### ENTRIES PROVIDED

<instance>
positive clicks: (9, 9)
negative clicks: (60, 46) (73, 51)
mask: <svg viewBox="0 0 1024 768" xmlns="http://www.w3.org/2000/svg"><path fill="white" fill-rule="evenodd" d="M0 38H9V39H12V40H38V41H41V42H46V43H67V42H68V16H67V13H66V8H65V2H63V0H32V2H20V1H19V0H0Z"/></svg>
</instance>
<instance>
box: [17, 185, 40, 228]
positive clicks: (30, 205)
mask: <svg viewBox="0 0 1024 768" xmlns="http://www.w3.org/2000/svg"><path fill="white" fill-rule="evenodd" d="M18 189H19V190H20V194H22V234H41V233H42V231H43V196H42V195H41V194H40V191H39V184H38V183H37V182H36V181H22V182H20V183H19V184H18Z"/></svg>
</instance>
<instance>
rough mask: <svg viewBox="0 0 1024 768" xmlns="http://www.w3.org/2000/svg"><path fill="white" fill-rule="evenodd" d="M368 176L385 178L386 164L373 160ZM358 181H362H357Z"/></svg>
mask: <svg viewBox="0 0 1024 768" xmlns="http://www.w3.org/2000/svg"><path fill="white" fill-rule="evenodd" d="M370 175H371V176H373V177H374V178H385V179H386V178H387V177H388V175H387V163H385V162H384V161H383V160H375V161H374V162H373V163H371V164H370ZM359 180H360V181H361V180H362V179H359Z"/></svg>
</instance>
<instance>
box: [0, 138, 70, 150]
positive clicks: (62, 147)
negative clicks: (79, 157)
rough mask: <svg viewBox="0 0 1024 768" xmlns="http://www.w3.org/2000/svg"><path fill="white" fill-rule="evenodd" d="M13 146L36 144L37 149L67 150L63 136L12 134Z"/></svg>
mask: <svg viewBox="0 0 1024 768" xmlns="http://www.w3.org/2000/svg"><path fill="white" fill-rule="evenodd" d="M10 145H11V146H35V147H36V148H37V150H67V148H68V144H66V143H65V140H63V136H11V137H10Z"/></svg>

* * *

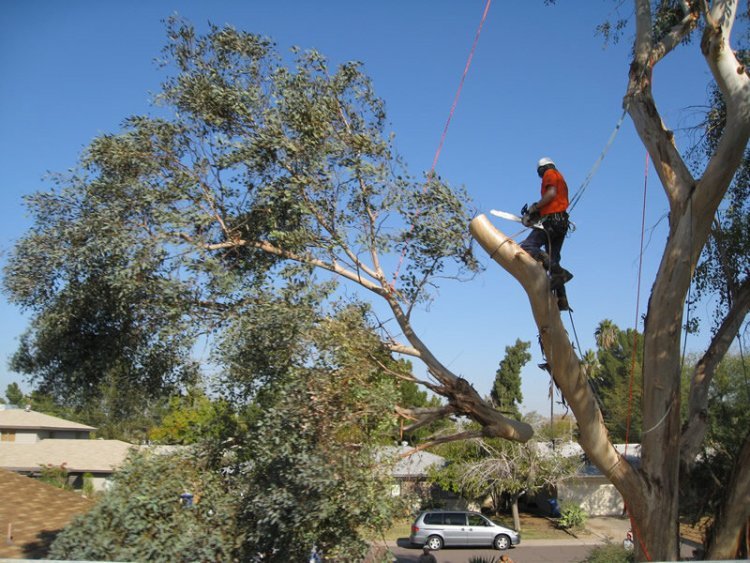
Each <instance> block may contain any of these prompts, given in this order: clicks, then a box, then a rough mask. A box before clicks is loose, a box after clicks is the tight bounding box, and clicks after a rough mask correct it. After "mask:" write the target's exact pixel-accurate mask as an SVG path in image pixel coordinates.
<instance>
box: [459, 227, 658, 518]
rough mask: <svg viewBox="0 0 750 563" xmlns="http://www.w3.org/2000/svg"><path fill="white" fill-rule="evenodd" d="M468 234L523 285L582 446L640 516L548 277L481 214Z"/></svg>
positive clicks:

...

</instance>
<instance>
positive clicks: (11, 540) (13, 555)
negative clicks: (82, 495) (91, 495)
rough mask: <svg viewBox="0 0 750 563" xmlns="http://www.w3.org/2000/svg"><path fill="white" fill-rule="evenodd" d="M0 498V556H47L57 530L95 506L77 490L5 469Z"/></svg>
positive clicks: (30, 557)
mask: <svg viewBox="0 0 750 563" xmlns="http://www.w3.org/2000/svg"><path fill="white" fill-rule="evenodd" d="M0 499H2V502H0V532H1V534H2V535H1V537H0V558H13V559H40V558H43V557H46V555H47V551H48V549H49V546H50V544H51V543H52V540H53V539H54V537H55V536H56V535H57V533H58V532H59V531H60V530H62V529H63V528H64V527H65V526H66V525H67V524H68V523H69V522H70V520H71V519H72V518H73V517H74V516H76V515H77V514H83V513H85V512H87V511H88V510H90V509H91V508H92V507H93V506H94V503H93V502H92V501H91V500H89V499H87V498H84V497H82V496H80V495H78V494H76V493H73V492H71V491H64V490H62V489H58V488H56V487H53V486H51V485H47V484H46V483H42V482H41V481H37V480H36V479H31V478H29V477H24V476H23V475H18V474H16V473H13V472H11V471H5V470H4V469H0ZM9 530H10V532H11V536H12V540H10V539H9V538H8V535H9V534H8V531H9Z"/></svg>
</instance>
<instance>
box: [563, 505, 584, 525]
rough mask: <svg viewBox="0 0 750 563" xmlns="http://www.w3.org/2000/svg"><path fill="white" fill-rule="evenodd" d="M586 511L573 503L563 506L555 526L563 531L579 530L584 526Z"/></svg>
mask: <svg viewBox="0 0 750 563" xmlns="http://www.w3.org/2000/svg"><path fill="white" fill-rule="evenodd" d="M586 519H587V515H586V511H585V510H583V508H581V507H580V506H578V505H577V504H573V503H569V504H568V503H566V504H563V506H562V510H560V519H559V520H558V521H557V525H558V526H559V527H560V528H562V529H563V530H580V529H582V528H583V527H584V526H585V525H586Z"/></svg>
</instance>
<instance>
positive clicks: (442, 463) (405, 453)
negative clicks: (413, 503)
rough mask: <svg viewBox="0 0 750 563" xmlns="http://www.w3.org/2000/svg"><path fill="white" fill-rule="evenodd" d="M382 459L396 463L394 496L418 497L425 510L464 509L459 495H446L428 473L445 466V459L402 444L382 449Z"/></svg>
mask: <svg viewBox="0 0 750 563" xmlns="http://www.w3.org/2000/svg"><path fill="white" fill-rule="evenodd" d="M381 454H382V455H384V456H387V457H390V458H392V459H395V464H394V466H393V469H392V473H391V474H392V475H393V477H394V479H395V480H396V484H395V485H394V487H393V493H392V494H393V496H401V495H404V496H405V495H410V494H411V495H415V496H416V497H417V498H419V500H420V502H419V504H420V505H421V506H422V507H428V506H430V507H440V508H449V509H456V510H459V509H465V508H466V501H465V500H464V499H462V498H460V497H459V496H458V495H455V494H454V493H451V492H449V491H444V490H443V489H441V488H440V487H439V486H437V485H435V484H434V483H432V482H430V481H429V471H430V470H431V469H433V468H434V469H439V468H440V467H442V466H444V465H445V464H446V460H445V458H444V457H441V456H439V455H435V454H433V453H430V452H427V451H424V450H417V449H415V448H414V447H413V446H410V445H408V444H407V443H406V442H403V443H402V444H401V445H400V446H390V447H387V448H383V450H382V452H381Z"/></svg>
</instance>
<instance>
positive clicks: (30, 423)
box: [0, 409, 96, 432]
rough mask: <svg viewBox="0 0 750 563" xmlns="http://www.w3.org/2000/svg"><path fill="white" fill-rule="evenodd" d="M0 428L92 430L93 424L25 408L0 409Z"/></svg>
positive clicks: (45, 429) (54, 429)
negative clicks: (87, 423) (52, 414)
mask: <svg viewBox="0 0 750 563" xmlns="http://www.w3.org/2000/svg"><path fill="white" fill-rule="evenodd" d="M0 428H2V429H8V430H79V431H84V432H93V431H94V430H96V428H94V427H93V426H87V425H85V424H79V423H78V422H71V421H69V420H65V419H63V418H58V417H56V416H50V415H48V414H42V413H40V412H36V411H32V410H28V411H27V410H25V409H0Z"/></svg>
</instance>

### ABOUT THIS TASK
Repeat, exactly as they stand above, the lines from the line with "negative clicks: (60, 46) (73, 51)" to the line with "negative clicks: (79, 157)", both lines included.

### RESULT OF THE EXERCISE
negative clicks: (60, 46) (73, 51)
mask: <svg viewBox="0 0 1024 768" xmlns="http://www.w3.org/2000/svg"><path fill="white" fill-rule="evenodd" d="M0 38H9V39H12V40H38V41H41V42H46V43H67V42H68V16H67V13H66V8H65V2H63V0H32V2H20V1H19V0H0Z"/></svg>
</instance>
<instance>
box: [17, 185, 40, 228]
positive clicks: (30, 205)
mask: <svg viewBox="0 0 1024 768" xmlns="http://www.w3.org/2000/svg"><path fill="white" fill-rule="evenodd" d="M18 189H19V190H20V194H22V234H41V233H42V231H43V196H42V195H41V194H40V191H39V184H38V183H37V182H36V181H22V182H20V183H19V184H18Z"/></svg>
</instance>
<instance>
rough mask: <svg viewBox="0 0 1024 768" xmlns="http://www.w3.org/2000/svg"><path fill="white" fill-rule="evenodd" d="M368 176L385 178L386 164L373 160ZM358 181H362H357Z"/></svg>
mask: <svg viewBox="0 0 1024 768" xmlns="http://www.w3.org/2000/svg"><path fill="white" fill-rule="evenodd" d="M370 175H371V176H373V177H374V178H385V179H386V178H387V177H388V175H387V163H385V162H384V161H383V160H375V161H374V162H373V163H371V164H370ZM359 180H360V181H361V180H362V179H359Z"/></svg>
</instance>
<instance>
box: [0, 138, 70, 150]
positive clicks: (62, 147)
negative clicks: (79, 157)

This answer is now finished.